■ **REQUEST 1**: Write out the passage of the abacus text that starts at "But as with" and ends at "pesky irrational numbers.".
■ **REQUEST 2**: According to the abacus text, why must you have a real strategy or ruleset in place? Answer in one to three sentences.
■ **REQUEST 3**:
Answer these questions using the abacus text:
(a) What would the disks rest in?
(b) How many digits would each disc display through its little window at a time, and between which digits could it be rotated?
(c) What does the text say is all that is truly necessary for humans?

■ **TEXT**:
● ● ● ●

A look at the kind of mechanical abacus I would try to build in order to effectively represent measurements with rational numbers — different from (but still somewhat analogous to) the uniquely weird way we already inscribe them into our digital systems.
Basically, the disks would rest in a wooden frame with a notched axle, and each disc would display one digit at a time through a little window, allowing you to rotate them between 0 and 9. Or between 1 and 0, depending on where you arbitrarily start your index.
(The size of the discs in this image is essentially syntactic sugar, illustrating how your available space runs out as you approach the outer limits, but of course in a real model you would want the discs to be of the same size, for obvious reasons.)
Good thing we’ve got digital computers to move simplified, microscopic versions of these pieces around for us, because… yikes.
Building a functional version of one of these would be a challenge.
These “number things” can get pretty big, and sometimes you even have to manage more than one at a time!
But the power and success of the concept still lies in its utility: A mechanical system like the one above might be sufficient, and a digital system might be better, but all that is truly necessary for humans is pen and paper.
We only need to add some kind of stylus and some kind of surface – plus our ten digits – and suddenly we can compute and keep track of incredibly large measurements with little-to-no effort.
Just by virtue of this tracking toolkit, we quickly become masters of quantity and scale, regardless of whether or not our minds can truly fathom it.
(As for the measurements themselves, you’re on your own. This device would only help you keep track of them.)
Even in the absence of digital technology, find any page you can write on and suddenly you will command at your fingertips as many rational numbers as you can handle.
The rest of the animal kingdom will tremble before this immense power, but for a human, learning quasi-magical systems like these are a trivial fact of adolescence.
But as with all power extended, there inevitably comes a weak point.
And this is no different.
For it is all too easy to get lost in the curves of the symbols themselves, forgetting the hidden methods and convoluted patterns that get trapped beneath the veil of well-practiced movements.
Ordering magnitudes via joined, iterative, denary functions is one extremely effective way to track measured relationships at different scales.
Yet still – there are always other ways.
But I’m sure there’s no need to worry about those.
After all, with this system we can order all of magnitude itself! And we haven’t even mentioned the power of addition or multiplication yet, let alone division.
Or… have we? 🤔
And let’s not even get started on those pesky irrational numbers.
Or any of the other kinds of “numbers.”
Or any of the other kinds of “functions.”
Actually, now that you mention it this system is starting to feel… kinda messy.
I hope things don’t get out of hand.
That’s how you introduce hazards and halting problems, and real-world mechanical/digital systems aren’t going to be quite so friendly about that.
True deterministic systems enforce all the little rules you introduce, even if only by accident, so you better have some kind of real strategy or ruleset in place for smoothing out those rough edges.
Otherwise things will go haywire. Inevitably. In time.
So much for the Curry-Howard-Lambek isomorphism, I guess?
— yoav golan

● ● ● ●

Excerpts from point annotation data:
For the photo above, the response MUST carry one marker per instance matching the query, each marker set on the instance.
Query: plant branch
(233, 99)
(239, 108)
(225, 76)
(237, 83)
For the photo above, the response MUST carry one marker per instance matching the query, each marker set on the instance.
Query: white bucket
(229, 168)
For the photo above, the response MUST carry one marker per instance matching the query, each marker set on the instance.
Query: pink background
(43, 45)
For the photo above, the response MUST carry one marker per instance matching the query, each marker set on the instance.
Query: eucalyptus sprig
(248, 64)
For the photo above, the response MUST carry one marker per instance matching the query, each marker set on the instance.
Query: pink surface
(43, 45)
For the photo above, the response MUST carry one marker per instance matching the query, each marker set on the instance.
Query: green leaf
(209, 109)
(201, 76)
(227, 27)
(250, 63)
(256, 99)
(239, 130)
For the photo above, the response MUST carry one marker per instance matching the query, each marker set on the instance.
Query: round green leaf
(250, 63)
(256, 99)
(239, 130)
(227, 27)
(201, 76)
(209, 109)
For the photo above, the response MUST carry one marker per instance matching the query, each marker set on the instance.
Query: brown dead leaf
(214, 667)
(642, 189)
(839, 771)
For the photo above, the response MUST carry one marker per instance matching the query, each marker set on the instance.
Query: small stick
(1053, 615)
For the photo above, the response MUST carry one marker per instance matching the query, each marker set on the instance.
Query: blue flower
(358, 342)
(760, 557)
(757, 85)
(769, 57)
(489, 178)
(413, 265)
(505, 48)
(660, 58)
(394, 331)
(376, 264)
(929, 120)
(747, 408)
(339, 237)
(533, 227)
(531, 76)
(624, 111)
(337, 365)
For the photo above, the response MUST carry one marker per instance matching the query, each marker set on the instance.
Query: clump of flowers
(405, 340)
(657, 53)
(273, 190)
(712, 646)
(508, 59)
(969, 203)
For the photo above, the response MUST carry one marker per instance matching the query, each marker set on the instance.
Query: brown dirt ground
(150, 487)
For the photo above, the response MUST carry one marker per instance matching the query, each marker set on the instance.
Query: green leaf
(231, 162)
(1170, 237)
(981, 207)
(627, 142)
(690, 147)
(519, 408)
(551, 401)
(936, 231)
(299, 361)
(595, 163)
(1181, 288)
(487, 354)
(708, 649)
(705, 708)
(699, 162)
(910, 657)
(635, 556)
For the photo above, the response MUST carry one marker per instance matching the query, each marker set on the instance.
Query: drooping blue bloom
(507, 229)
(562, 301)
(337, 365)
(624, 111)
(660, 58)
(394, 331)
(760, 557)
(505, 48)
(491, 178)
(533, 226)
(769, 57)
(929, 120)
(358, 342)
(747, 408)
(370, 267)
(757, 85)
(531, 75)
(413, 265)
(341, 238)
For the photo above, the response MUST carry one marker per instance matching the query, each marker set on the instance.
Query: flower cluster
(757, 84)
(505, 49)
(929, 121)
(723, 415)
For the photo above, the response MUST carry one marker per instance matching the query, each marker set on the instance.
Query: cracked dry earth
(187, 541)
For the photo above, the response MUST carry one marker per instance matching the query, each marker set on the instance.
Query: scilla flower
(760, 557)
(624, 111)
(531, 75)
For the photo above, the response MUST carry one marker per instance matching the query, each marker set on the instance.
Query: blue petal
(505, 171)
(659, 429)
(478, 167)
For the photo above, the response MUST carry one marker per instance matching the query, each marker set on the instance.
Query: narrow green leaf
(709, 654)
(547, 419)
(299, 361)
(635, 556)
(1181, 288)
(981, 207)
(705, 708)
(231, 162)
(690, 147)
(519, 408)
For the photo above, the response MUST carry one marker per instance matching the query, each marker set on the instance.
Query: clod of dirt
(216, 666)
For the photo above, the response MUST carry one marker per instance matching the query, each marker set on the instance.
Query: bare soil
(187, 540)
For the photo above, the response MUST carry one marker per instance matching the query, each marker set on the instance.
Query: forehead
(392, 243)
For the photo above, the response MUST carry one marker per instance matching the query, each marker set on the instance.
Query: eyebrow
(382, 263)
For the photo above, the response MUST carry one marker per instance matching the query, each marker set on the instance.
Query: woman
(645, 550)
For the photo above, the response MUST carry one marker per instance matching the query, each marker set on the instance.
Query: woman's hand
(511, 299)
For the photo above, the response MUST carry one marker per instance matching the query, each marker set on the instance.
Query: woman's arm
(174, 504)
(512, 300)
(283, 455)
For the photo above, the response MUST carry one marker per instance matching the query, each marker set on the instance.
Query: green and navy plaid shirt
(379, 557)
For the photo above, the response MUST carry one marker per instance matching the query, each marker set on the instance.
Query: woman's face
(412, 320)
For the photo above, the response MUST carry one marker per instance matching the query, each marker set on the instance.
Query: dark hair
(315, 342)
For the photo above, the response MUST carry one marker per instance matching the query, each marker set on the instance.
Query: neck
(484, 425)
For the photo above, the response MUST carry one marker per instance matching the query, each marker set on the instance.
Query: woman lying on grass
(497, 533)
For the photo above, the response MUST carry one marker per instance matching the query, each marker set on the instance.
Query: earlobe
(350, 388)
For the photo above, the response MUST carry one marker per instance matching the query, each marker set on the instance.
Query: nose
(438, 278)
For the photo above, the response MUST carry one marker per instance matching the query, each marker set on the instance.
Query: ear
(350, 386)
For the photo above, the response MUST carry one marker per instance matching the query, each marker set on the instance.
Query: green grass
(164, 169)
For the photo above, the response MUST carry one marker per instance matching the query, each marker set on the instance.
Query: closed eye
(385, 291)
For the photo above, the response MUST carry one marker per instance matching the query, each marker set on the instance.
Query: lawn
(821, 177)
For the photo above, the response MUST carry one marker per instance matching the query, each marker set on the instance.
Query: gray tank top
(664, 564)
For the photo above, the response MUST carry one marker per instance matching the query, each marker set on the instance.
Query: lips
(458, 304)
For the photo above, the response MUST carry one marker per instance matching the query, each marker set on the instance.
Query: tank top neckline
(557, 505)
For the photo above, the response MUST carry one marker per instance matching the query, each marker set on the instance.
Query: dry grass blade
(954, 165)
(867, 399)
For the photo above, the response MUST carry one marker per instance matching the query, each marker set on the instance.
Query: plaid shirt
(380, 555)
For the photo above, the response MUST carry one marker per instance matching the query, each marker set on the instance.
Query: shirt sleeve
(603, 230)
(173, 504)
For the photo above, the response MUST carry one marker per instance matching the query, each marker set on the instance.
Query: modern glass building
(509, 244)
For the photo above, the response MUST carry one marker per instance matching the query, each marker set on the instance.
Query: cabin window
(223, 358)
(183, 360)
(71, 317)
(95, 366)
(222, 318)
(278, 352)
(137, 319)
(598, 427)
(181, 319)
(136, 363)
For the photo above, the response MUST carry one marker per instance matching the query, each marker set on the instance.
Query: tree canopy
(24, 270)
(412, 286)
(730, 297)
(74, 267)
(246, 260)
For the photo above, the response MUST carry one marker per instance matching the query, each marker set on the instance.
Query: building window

● ● ● ●

■ **CORRECT RESPONSE 1**:
But as with all power extended, there inevitably comes a weak point.
And this is no different.
For it is all too easy to get lost in the curves of the symbols themselves, forgetting the hidden methods and convoluted patterns that get trapped beneath the veil of well-practiced movements.
Ordering magnitudes via joined, iterative, denary functions is one extremely effective way to track measured relationships at different scales.
Yet still – there are always other ways.
But I’m sure there’s no need to worry about those.
After all, with this system we can order all of magnitude itself! And we haven’t even mentioned the power of addition or multiplication yet, let alone division.
Or… have we? 🤔
And let’s not even get started on those pesky irrational numbers.

■ **CORRECT RESPONSE 2**: True deterministic systems enforce all the little rules you introduce, even ones introduced only by accident. Without a strategy or ruleset to smooth out those rough edges, things will inevitably go haywire in time.

■ **CORRECT RESPONSE 3**:
(a) A wooden frame with a notched axle.
(b) One digit at a time, rotated between 0 and 9.
(c) Pen and paper.